Dust storms and the migration of farmers from the southern Plains during the Great Depression caused soil scientists, ecologists, and government planners to meditate on the permanence of agrarian society. Soil finally became a "natural resource" worth preserving when experts realized that it could be lost to wind and rain and that the millions of people who subsisted [End Page 426] upon it could be endangered. "Permanent agriculture" emerged as a policy objective and one of the first ecological causes among a group of New Dealers that included Rexford Tugwell, Morris Cooke, and Hugh Bennett. Its constituency embraced readers of the prescient journal The Land, published by the Friends of the Land during the 1940s, among whose contributors were Henry Wallace, Stuart Chase, J. Russell Smith, Paul Sears, Aldo Leopold, and Russell Lord.

Randal Beeman and James Pritchard make the case that permanent agriculture represented the first application of ecological thought to land under cultivation and initiated an agrarian consciousness that has resulted in the movement for sustainable agriculture. They trace that evolution though politics, conservationist thought, farm practice, and American culture, featuring the ideas of Jim Hightower, Wendell Berry, E. F. Schumacher, J. I. Rodale, and Miguel Altieri. A Green and Permanent Land is an intellectual history of practice and policy that features characters often neglected by other histories of environmentalism. One such is Louis Bromfield, a Pulitzer Prize-winning novelist who returned from Europe in 1939 to his childhood home in Ohio, where he founded Malabar Farm. There he sought to practice restorative agriculture and bring to life a hard-run piece of land. Like so many others, Bromfield was influenced by Sir Albert Howard, often referred to as the originator of organic farming. Then there was Edward Faulkner, whose "trash farming" infused topsoil with organic matter, a practice farmers and gardeners today recognize as composting.

## Set problem 1
According to the passage on permanent agriculture, what was the name of the journal that the Friends of the Land published during the 1940s?
## Set problem 2
From the passage on permanent agriculture, return the words verbatim, beginning at "Dust storms and" and ending after "and Russell Lord.".

(Items stored in a collection)
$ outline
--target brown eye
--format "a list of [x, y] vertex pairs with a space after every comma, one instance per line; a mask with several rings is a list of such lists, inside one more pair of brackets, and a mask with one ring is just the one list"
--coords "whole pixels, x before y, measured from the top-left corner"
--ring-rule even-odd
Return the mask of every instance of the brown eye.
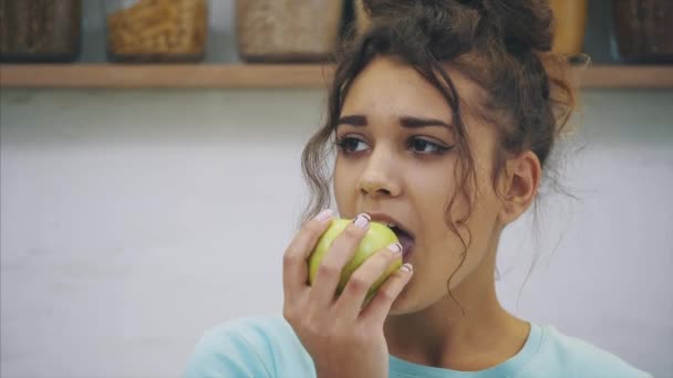
[[448, 150], [447, 147], [421, 138], [412, 138], [408, 141], [408, 148], [417, 154], [442, 154]]
[[360, 153], [366, 149], [366, 143], [358, 138], [345, 137], [334, 143], [345, 154]]

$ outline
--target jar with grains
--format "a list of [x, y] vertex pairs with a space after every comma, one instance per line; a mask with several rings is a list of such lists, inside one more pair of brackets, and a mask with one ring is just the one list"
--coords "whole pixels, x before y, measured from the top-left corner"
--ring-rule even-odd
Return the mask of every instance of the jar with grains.
[[317, 62], [339, 43], [343, 0], [238, 0], [238, 50], [248, 62]]
[[612, 0], [615, 57], [633, 63], [673, 63], [673, 1]]
[[0, 0], [0, 61], [72, 62], [81, 24], [80, 0]]
[[206, 53], [208, 0], [106, 0], [114, 62], [197, 62]]

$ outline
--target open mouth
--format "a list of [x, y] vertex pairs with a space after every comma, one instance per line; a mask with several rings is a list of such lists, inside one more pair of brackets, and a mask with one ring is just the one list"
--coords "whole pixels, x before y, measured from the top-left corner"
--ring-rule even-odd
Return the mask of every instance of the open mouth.
[[402, 260], [407, 262], [414, 251], [414, 237], [396, 225], [392, 225], [391, 230], [397, 235], [400, 244], [402, 244]]

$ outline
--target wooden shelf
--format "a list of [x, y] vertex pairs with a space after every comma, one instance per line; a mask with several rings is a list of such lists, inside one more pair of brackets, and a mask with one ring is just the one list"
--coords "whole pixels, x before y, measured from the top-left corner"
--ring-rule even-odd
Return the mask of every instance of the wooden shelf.
[[[327, 88], [321, 64], [2, 64], [0, 87], [22, 88]], [[673, 65], [577, 69], [586, 88], [673, 88]]]

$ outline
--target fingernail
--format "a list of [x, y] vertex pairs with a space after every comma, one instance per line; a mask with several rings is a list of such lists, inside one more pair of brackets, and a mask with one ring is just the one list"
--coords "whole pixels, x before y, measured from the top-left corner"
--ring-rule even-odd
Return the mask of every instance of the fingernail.
[[363, 212], [355, 217], [355, 220], [353, 220], [353, 224], [355, 224], [355, 227], [364, 229], [370, 223], [370, 216]]
[[321, 211], [321, 212], [320, 212], [318, 216], [315, 216], [315, 219], [317, 219], [319, 222], [324, 222], [324, 221], [327, 221], [328, 219], [332, 218], [332, 213], [333, 213], [333, 212], [334, 212], [334, 211], [332, 211], [332, 209], [324, 209], [324, 210], [322, 210], [322, 211]]
[[391, 245], [387, 246], [387, 249], [393, 253], [400, 253], [400, 252], [402, 252], [402, 244], [392, 243]]

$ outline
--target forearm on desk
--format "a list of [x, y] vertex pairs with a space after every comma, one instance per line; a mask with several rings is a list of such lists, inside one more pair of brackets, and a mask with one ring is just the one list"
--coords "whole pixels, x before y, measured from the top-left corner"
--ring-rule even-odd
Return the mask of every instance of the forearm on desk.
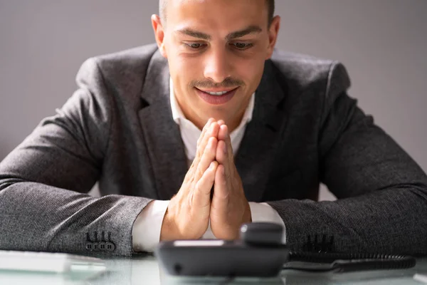
[[[162, 224], [169, 202], [169, 200], [154, 200], [138, 215], [132, 227], [132, 245], [135, 251], [148, 252], [154, 251], [160, 241]], [[285, 224], [279, 214], [267, 203], [251, 202], [249, 206], [253, 222], [275, 222], [285, 227]], [[202, 238], [216, 238], [212, 234], [210, 225]], [[285, 231], [284, 231], [283, 242], [286, 242]]]

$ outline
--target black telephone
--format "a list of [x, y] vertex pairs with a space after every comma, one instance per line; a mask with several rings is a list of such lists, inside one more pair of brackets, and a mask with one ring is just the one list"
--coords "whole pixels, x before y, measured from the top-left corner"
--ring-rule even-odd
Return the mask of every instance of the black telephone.
[[[240, 239], [162, 242], [154, 252], [171, 275], [272, 277], [286, 269], [351, 271], [405, 269], [415, 266], [407, 256], [292, 252], [281, 243], [283, 228], [267, 222], [244, 224]], [[328, 264], [327, 266], [285, 266], [290, 261]]]

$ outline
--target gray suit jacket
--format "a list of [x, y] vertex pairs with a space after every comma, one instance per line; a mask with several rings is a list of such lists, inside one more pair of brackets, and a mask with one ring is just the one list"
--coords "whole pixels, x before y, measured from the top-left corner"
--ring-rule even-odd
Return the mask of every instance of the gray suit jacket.
[[[1, 249], [133, 253], [136, 217], [187, 170], [169, 78], [155, 45], [83, 65], [78, 90], [0, 164]], [[426, 254], [427, 177], [349, 84], [337, 62], [265, 61], [236, 157], [246, 197], [278, 211], [294, 249]], [[86, 194], [97, 181], [100, 198]], [[314, 201], [320, 182], [339, 200]]]

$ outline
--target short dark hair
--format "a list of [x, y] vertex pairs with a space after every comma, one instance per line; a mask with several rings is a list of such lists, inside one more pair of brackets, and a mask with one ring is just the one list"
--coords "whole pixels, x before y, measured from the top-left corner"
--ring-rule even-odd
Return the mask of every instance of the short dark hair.
[[[274, 17], [274, 0], [266, 0], [267, 9], [268, 11], [268, 27], [271, 25], [273, 18]], [[166, 6], [167, 0], [159, 1], [159, 13], [160, 14], [160, 19], [163, 25], [166, 24]]]
[[268, 11], [268, 26], [270, 27], [274, 17], [274, 0], [267, 0], [267, 9]]

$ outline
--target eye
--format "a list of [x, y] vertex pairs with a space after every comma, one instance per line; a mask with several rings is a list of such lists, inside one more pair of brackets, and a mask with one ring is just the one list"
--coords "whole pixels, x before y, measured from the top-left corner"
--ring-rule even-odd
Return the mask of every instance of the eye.
[[186, 43], [186, 45], [191, 49], [199, 49], [203, 47], [203, 43]]
[[231, 43], [236, 48], [240, 50], [245, 50], [249, 48], [252, 46], [252, 43]]

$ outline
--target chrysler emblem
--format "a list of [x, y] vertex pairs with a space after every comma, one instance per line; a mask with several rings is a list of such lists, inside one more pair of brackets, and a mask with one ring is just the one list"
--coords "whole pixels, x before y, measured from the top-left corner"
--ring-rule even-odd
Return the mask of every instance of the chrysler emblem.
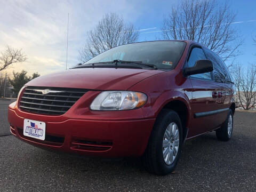
[[34, 91], [42, 93], [43, 94], [46, 94], [49, 93], [62, 93], [65, 91], [54, 91], [54, 90], [50, 90], [49, 89], [46, 89], [45, 90], [40, 90], [40, 89], [33, 89]]
[[49, 93], [50, 91], [51, 91], [50, 90], [46, 89], [46, 90], [42, 90], [42, 93], [43, 94], [47, 94], [47, 93]]

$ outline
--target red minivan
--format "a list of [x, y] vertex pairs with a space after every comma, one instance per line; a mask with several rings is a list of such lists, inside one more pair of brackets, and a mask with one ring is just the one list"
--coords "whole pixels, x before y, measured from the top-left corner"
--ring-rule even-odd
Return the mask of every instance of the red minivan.
[[147, 170], [164, 175], [186, 139], [213, 130], [230, 139], [234, 93], [225, 64], [199, 44], [136, 43], [28, 82], [8, 120], [14, 135], [35, 146], [142, 156]]

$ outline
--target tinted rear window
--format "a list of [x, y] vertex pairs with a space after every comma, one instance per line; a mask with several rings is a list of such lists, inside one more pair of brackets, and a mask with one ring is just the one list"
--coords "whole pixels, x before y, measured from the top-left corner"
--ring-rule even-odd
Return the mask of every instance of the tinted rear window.
[[183, 54], [186, 43], [156, 41], [121, 45], [106, 51], [85, 64], [112, 61], [118, 59], [154, 64], [158, 68], [173, 69]]

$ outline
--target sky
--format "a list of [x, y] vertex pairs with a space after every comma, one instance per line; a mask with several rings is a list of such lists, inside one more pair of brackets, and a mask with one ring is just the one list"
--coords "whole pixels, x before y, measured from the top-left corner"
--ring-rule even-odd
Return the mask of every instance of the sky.
[[[214, 1], [214, 0], [212, 0]], [[236, 13], [232, 24], [244, 39], [236, 58], [243, 65], [256, 62], [256, 1], [228, 0]], [[139, 41], [161, 39], [163, 16], [178, 0], [0, 0], [0, 52], [7, 45], [22, 49], [28, 58], [2, 71], [24, 69], [41, 75], [66, 69], [67, 28], [69, 18], [67, 68], [80, 62], [78, 51], [87, 33], [106, 13], [115, 12], [140, 30]]]

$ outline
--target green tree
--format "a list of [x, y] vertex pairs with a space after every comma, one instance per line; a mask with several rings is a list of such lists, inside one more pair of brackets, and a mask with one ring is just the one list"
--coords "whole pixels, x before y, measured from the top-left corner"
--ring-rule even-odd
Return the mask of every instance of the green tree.
[[13, 87], [13, 91], [17, 95], [19, 91], [25, 84], [40, 76], [37, 73], [34, 73], [31, 76], [28, 76], [27, 75], [27, 71], [24, 70], [22, 70], [20, 73], [15, 73], [13, 71], [12, 73], [13, 78], [12, 79], [9, 78], [9, 80], [11, 85]]

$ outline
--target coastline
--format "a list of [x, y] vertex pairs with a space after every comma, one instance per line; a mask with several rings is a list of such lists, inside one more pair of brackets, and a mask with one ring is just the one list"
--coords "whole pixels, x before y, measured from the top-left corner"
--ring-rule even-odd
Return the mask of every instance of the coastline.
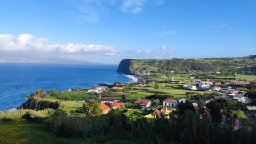
[[138, 82], [139, 79], [139, 78], [137, 77], [135, 75], [126, 75], [124, 74], [123, 74], [123, 75], [128, 78], [129, 82], [130, 82], [129, 79], [131, 79], [132, 81], [132, 82], [137, 83]]

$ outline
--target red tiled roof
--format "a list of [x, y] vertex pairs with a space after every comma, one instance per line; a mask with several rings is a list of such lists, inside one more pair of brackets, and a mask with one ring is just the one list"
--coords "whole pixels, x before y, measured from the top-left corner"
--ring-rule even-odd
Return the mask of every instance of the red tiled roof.
[[106, 105], [105, 103], [100, 104], [100, 107], [102, 110], [103, 110], [103, 111], [107, 110], [110, 109], [109, 106]]
[[184, 98], [183, 98], [183, 97], [181, 98], [180, 98], [180, 99], [178, 99], [178, 100], [183, 100], [183, 101], [186, 101], [186, 99]]
[[159, 101], [160, 100], [159, 99], [155, 99], [155, 101]]
[[101, 98], [100, 101], [115, 101], [115, 99], [113, 98]]
[[167, 98], [163, 100], [163, 102], [176, 103], [177, 101], [171, 98]]
[[95, 101], [94, 99], [87, 99], [87, 101]]
[[139, 99], [137, 99], [134, 102], [134, 103], [137, 103], [137, 104], [142, 103], [143, 105], [147, 105], [150, 102], [150, 100], [149, 100]]
[[124, 105], [124, 103], [123, 102], [114, 103], [112, 103], [111, 105], [115, 108], [118, 108], [121, 106]]
[[80, 102], [83, 101], [83, 100], [74, 99], [74, 101], [76, 102]]

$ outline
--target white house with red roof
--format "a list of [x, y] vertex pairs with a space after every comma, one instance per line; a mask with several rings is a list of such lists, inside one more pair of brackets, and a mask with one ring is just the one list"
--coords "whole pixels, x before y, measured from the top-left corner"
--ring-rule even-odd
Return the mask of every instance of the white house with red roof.
[[112, 106], [112, 108], [114, 109], [117, 109], [121, 107], [123, 107], [124, 106], [124, 103], [123, 102], [120, 102], [120, 103], [113, 103], [111, 104]]
[[177, 100], [177, 103], [186, 103], [186, 99], [183, 97]]
[[100, 108], [103, 110], [103, 114], [107, 114], [110, 110], [110, 108], [105, 103], [101, 103]]
[[101, 98], [100, 99], [100, 103], [113, 103], [116, 102], [116, 100], [114, 98]]
[[211, 91], [218, 91], [219, 90], [220, 90], [220, 86], [213, 86], [211, 88]]
[[175, 107], [177, 105], [177, 101], [172, 98], [167, 98], [163, 100], [163, 105]]
[[151, 101], [150, 100], [138, 99], [134, 103], [141, 105], [143, 107], [148, 108], [151, 106]]
[[88, 91], [87, 91], [87, 93], [98, 93], [98, 89], [96, 89], [95, 87], [93, 87], [92, 89], [88, 89]]
[[158, 104], [160, 103], [160, 100], [159, 99], [155, 99], [153, 100], [153, 103], [154, 104]]

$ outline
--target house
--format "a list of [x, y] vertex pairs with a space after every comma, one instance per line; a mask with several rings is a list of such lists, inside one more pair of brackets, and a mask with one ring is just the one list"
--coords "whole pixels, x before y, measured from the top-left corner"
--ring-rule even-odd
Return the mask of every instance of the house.
[[163, 105], [175, 107], [177, 105], [177, 101], [171, 98], [167, 98], [163, 100]]
[[202, 89], [204, 89], [207, 88], [210, 86], [210, 85], [207, 84], [200, 84], [199, 85], [199, 87]]
[[111, 106], [112, 106], [112, 108], [114, 109], [117, 109], [121, 107], [124, 106], [124, 103], [123, 102], [120, 102], [120, 103], [113, 103], [111, 104]]
[[191, 85], [191, 90], [197, 90], [197, 89], [196, 88], [196, 86], [195, 86], [195, 85]]
[[195, 107], [195, 110], [197, 113], [200, 118], [203, 117], [211, 117], [210, 115], [210, 110], [207, 108]]
[[78, 99], [74, 99], [74, 101], [75, 101], [75, 102], [85, 102], [85, 100], [78, 100]]
[[96, 89], [95, 87], [93, 87], [91, 89], [88, 89], [88, 91], [87, 91], [87, 93], [98, 93], [98, 89]]
[[148, 108], [151, 106], [151, 101], [150, 100], [138, 99], [134, 103], [141, 105], [143, 107]]
[[153, 103], [154, 104], [158, 104], [160, 103], [160, 100], [159, 99], [155, 99], [153, 100]]
[[144, 86], [145, 86], [145, 85], [144, 84], [140, 83], [140, 84], [136, 85], [136, 86], [137, 87], [144, 87]]
[[245, 100], [244, 101], [244, 102], [245, 102], [244, 103], [250, 104], [252, 103], [252, 99], [246, 98], [245, 99]]
[[116, 102], [116, 99], [113, 98], [101, 98], [100, 103], [113, 103]]
[[205, 99], [201, 99], [200, 100], [200, 101], [204, 101], [205, 102], [205, 103], [208, 103], [209, 102], [210, 102], [211, 101], [215, 101], [215, 100], [212, 98], [205, 98]]
[[183, 88], [186, 89], [190, 89], [190, 90], [196, 90], [196, 86], [194, 85], [185, 85], [183, 86]]
[[196, 100], [189, 100], [189, 101], [192, 103], [192, 105], [193, 105], [194, 107], [198, 107], [198, 105], [197, 103], [197, 101]]
[[220, 87], [219, 86], [213, 86], [211, 88], [211, 91], [219, 91], [220, 90]]
[[245, 104], [250, 104], [252, 102], [252, 99], [241, 94], [236, 94], [233, 96], [233, 99], [237, 100], [238, 102]]
[[157, 107], [155, 108], [150, 114], [144, 116], [144, 117], [147, 118], [156, 118], [157, 116], [161, 117], [162, 113], [163, 116], [167, 116], [167, 117], [169, 118], [168, 115], [172, 111], [173, 109], [171, 108]]
[[186, 99], [184, 98], [181, 98], [177, 100], [177, 103], [186, 103]]
[[96, 101], [93, 99], [87, 99], [86, 100], [86, 102], [92, 102], [92, 101]]
[[107, 114], [110, 110], [110, 108], [105, 103], [100, 104], [100, 107], [103, 110], [103, 114]]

## Answer 1
The Land

## Answer 2
Dust storms and the migration of farmers from the southern Plains during the Great Depression caused soil scientists, ecologists, and government planners to meditate on the permanence of agrarian society. Soil finally became a "natural resource" worth preserving when experts realized that it could be lost to wind and rain and that the millions of people who subsisted [End Page 426] upon it could be endangered. "Permanent agriculture" emerged as a policy objective and one of the first ecological causes among a group of New Dealers that included Rexford Tugwell, Morris Cooke, and Hugh Bennett. Its constituency embraced readers of the prescient journal The Land, published by the Friends of the Land during the 1940s, among whose contributors were Henry Wallace, Stuart Chase, J. Russell Smith, Paul Sears, Aldo Leopold, and Russell Lord.